[Task input]

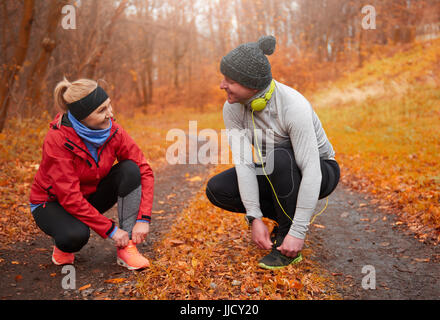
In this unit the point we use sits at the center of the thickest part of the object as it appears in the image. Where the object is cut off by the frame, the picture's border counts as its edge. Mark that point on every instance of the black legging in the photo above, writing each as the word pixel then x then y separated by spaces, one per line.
pixel 222 190
pixel 69 233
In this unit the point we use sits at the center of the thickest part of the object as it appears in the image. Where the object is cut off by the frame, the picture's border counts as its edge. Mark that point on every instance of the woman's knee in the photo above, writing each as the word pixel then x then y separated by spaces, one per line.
pixel 131 177
pixel 72 240
pixel 212 190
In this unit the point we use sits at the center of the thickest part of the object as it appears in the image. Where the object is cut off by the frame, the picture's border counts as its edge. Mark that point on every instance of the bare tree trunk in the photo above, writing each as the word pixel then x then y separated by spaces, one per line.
pixel 20 51
pixel 35 81
pixel 89 67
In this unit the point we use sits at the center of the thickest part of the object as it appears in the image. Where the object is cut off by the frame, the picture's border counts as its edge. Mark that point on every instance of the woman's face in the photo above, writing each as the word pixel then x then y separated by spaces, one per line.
pixel 235 91
pixel 100 118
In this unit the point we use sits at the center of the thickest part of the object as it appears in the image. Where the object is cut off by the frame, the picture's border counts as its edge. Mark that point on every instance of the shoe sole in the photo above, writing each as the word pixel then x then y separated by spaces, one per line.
pixel 122 263
pixel 295 261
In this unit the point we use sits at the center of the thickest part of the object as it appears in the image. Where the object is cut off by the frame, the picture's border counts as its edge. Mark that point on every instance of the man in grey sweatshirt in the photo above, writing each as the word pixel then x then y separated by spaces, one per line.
pixel 296 163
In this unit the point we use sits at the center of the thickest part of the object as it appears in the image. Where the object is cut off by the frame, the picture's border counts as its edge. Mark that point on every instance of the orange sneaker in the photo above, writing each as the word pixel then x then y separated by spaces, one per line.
pixel 60 258
pixel 130 257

[/Task input]

→ **Exercise brief**
Exclude every picture, then reproduce the remaining data character for character.

→ **Solution**
In this unit the point we use sits at the center of the thickest part of the object as it appears in the image. Where the object is cut off by the frame, the picture's border counts as its edge. Mark that point on every instance of the black legging in the photo above, writing each as the word pixel then x then y separated by spaces, one per line.
pixel 222 190
pixel 69 233
In this unit the point we use sits at the center of the thickest part of the object as it appears in the image. Where the object is cut off by the frame, the picture's border counts as its edge. Mark that point on every instance of the woman's knee in the photo above, writing each as the word pixel then x then y separated by spaces, one per line.
pixel 131 177
pixel 72 240
pixel 212 190
In this unit the point we use sits at the center of the thickest part of the object as it appears in the image. Where the object is cut off by the frame, the picture's border counts as its edge. Mark that point on every instance of the bare tree trunk in the photo above, writing each as the word pixel then x then y separated by spaces, one per line.
pixel 20 51
pixel 35 81
pixel 89 67
In this unit the point we use sits at the center of the thickest part of the object as it appears in the image. Where the object is cut off by the frame, the picture's border counts as its edge. Mark that point on every instance of the woman's face in the photo above, writing each as the word pixel then x then y separated by spaces, one per line.
pixel 235 91
pixel 100 118
In this unit the point we use sits at the center of the thickest part of the object as it appears in the image. Where the object is cut off by the frame, the picture's border counts as its edge. Mark that point on every instance of the shoe sole in the photo above, writing each as the word pixel then x then y separated by spaces, one per line.
pixel 122 263
pixel 295 261
In this unit the point we use sits at the center of the thickest part of the object as it appears in the image. Where the object is cut off by the frame, the picture's border counts as its edge. Mark that point on every instance of the man in grey sweatshirt in the photo above, writing each as the word pixel then x then y separated by spaces, one per line.
pixel 296 163
In this unit the point we use sits at the center of the thickest part of the object as it appears in the image. Where the object is cut off by the frame, the picture's border counts as its edge. Mark that point on every instance of the orange sneaker in the photo above, writing each as the word pixel then x then y separated by spaces, one per line.
pixel 60 258
pixel 130 257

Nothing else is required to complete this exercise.